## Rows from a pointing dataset
##############################

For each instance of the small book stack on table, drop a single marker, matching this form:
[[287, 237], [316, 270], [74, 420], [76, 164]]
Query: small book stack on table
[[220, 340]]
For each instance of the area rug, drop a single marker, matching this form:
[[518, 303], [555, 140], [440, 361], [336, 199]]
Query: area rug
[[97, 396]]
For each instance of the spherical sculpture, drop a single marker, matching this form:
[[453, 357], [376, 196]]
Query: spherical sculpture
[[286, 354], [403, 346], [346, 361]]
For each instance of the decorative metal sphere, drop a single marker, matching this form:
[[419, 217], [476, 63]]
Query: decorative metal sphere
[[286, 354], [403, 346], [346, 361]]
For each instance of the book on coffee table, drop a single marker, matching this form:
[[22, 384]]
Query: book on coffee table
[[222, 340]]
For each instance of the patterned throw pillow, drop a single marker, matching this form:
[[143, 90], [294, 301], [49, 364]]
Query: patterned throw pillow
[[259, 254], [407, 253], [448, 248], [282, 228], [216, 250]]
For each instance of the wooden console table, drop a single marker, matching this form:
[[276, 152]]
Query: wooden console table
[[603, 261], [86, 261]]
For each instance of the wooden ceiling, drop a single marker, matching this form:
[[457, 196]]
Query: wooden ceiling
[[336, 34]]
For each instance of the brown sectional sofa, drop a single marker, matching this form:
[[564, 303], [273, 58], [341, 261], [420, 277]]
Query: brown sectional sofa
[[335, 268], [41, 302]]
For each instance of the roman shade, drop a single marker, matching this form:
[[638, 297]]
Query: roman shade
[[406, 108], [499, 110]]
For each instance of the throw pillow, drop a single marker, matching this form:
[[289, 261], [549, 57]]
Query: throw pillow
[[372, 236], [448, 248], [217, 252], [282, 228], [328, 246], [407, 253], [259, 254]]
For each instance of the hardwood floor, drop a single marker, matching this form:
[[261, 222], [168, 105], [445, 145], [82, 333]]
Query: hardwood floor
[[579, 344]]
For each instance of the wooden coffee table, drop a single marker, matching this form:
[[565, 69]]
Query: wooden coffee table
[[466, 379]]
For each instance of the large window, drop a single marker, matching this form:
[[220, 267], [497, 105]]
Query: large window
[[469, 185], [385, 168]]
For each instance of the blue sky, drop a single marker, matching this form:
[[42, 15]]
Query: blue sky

##############################

## What the task asks
Update the items above by replacing every occurrence of "drop a single marker" with "place one point" and leaving everything else unchanged.

## Solved exercise
For each instance of the small book stack on table, place one point, matching this form:
[[287, 237], [316, 270], [74, 420], [76, 164]]
Query: small book stack on table
[[220, 340]]
For each instance of the area rug, place one point, matching this form:
[[518, 303], [555, 140], [440, 361], [336, 199]]
Query: area rug
[[97, 396]]
For each instance of the spherical sculpture, place one point, matching this form:
[[453, 357], [376, 196]]
Query: spherical sculpture
[[286, 354], [403, 346], [346, 361]]
For each instance of the decorative metal sphere, place one point, matching this form:
[[419, 217], [476, 63]]
Query: decorative metal sphere
[[286, 354], [403, 346], [346, 361]]
For each instance of the book on coffee table, place one point, matching this form:
[[22, 384]]
Query: book on coffee table
[[222, 340]]
For each instance of the patterned throw pillow, place one point, matching this form:
[[143, 90], [294, 301], [49, 364]]
Query: patterned throw pillow
[[259, 254], [407, 253], [448, 248], [282, 228], [216, 250]]
For each instance of the wooden console table, place one point, matching this form:
[[276, 152]]
Query: wooden console table
[[603, 261], [86, 261]]
For each instance of the wooden ceiling, place one point, matching this form:
[[457, 196]]
Query: wooden ceiling
[[336, 34]]
For each instance of the brown sectional sofa, place one point, matching this form:
[[564, 303], [273, 58], [341, 261], [420, 277]]
Query: brown sectional sofa
[[335, 268], [41, 302]]
For each instance of the roman shade, place one point, matching this form:
[[638, 297]]
Query: roman shade
[[406, 108], [499, 110]]
For each instance of the throw pillow, place one point, matching this form:
[[289, 261], [549, 57]]
Query: throw pillow
[[372, 236], [448, 248], [217, 252], [282, 228], [328, 246], [407, 253], [259, 254]]
For each instance of the hardwood floor, place one point, matching this form:
[[261, 222], [168, 105], [445, 145], [82, 333]]
Query: hardwood floor
[[579, 344]]
For each instance of the wooden coffee table, place one point, matching this form:
[[565, 69]]
Query: wooden coffee table
[[466, 379]]
For each instance of the large window, place one point, matching this form:
[[220, 267], [497, 105]]
Query: large window
[[469, 185], [385, 168]]
For each instance of the blue sky, place one point, matching this form:
[[42, 15]]
Query: blue sky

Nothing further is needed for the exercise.